- Document excerpt -
Lecture 4, Practical Lexical Analysis

Part of the notes for CS:4980:1
by Douglas W. Jones
THE UNIVERSITY OF IOWA Department of Computer Science

Top Level Issues

Compilers are large programs, so we need to think in the large when writing them. Separating the code for the lexical analyzer from the code for the rest of the compiler seems essential, both from the point of view of controlling the complexity of the project, and from the point of view of creating testable interfaces.

For a compiler written in C or C++, the natural way to do this is to code the lexical analyzer in a file named, for example lexical.c or lexical.cpp, with the interface given in a separate file named lexical.h. The convention of using .h extensions on interface specifications is common to both C and C++. The letter h stands for header, because C function headers are a major part of C interface specifications.

On Unix and Linux systems, file name extensions used are somewhat arbitrary, set as a matter of convention and not necessity. The C and C++ compilers do use default extensions, but it is fairly easy to override these. The worlds of Windows and web applications tend to use extensions more rigidly. Using standard extensions is helpful, though, and the convention that families of related files share the same name with different extensions is very helpful.

Once a program consists of multiple components connected by interface definitions, it becomes essential to document the relationships between the pieces. In the C/C++ world, the most valuable tool for this purpose is the makefile. Read about makefiles on Wikipedia, or take a look at the suggestions for makfile format and use shown here:


This suggests that we will begin our project with the following files:

Of course, our long term goal is a compiler, so we should also have a main program for the entire compiler, probably:

But, at least initially, we will not write the compiler's main program. Instead, we will write a test framework for testing the lexical analyzer. This approach is common when a project is too large to begin with any kind of approximation of the real main program.

As a general principle, whenever a large project is divided into components, test frameworks for those components are extremely useful. when a large project has a main program that is fairly obvious, test frameworks for components are useful. When the components are developed before their users, test frameworks become essential.

- Information supplied -
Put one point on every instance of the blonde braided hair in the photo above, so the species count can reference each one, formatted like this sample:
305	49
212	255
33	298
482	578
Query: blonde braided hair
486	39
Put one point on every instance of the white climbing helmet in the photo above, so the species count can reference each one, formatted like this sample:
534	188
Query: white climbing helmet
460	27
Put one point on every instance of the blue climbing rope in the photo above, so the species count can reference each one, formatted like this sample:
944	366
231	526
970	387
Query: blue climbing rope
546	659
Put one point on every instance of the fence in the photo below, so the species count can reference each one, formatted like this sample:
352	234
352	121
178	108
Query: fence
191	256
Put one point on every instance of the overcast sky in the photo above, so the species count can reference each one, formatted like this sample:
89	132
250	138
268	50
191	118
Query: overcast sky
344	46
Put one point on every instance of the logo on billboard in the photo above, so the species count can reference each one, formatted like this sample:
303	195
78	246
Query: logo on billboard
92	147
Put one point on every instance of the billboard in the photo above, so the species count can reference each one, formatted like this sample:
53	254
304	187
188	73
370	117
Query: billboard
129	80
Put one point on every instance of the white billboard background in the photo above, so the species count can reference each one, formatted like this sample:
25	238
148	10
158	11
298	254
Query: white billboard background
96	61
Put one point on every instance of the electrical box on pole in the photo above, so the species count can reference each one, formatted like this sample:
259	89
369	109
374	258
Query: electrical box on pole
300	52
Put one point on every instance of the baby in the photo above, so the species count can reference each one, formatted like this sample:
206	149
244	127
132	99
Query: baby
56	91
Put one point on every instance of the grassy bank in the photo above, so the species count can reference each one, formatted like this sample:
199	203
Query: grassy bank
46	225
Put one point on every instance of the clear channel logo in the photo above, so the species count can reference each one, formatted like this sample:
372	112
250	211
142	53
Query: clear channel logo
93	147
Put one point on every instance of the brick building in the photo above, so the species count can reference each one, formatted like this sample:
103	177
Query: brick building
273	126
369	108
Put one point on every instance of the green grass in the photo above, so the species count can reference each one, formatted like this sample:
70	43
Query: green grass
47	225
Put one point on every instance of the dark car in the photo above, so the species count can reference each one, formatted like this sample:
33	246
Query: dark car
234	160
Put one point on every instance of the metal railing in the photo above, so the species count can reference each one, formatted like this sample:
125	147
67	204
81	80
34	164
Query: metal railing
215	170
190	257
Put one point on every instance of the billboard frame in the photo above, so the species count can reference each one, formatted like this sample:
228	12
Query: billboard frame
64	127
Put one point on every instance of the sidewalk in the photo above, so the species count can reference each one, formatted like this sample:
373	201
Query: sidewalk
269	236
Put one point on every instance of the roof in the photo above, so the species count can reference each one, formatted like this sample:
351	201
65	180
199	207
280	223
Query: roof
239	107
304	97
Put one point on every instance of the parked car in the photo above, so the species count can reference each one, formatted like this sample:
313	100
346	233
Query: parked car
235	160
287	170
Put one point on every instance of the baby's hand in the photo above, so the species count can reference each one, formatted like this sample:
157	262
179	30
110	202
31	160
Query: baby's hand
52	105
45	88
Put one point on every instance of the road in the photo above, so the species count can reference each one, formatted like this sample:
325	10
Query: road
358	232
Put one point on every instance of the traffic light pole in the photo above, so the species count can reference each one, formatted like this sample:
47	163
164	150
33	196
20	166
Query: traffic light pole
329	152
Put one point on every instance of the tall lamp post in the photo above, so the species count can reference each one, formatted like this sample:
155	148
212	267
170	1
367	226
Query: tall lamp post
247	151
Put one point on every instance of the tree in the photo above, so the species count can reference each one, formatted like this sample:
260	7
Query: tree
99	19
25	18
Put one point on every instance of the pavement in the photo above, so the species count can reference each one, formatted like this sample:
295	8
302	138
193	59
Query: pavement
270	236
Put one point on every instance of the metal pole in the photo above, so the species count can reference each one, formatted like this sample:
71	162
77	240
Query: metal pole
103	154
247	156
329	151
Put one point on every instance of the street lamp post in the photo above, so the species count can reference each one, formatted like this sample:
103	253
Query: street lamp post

- Directives -
1. In the lecture notes on practical lexical analysis, what does the letter h in the .h file extension stand for?
2. Summarize the lecture notes on practical lexical analysis in three sentences.

- Expected responses -
1. It stands for header, because C function headers are a major part of C interface specifications.

2. Separating the lexical analyzer's code from the rest of the compiler controls the project's complexity and creates testable interfaces. In C or C++, this means putting the lexical analyzer in a file such as lexical.c or lexical.cpp with its interface in lexical.h, and the makefile is the most valuable tool for documenting how such components relate. At first, instead of writing the compiler's main program, a test framework for the lexical analyzer will be written, since test frameworks become essential when components are developed before their users.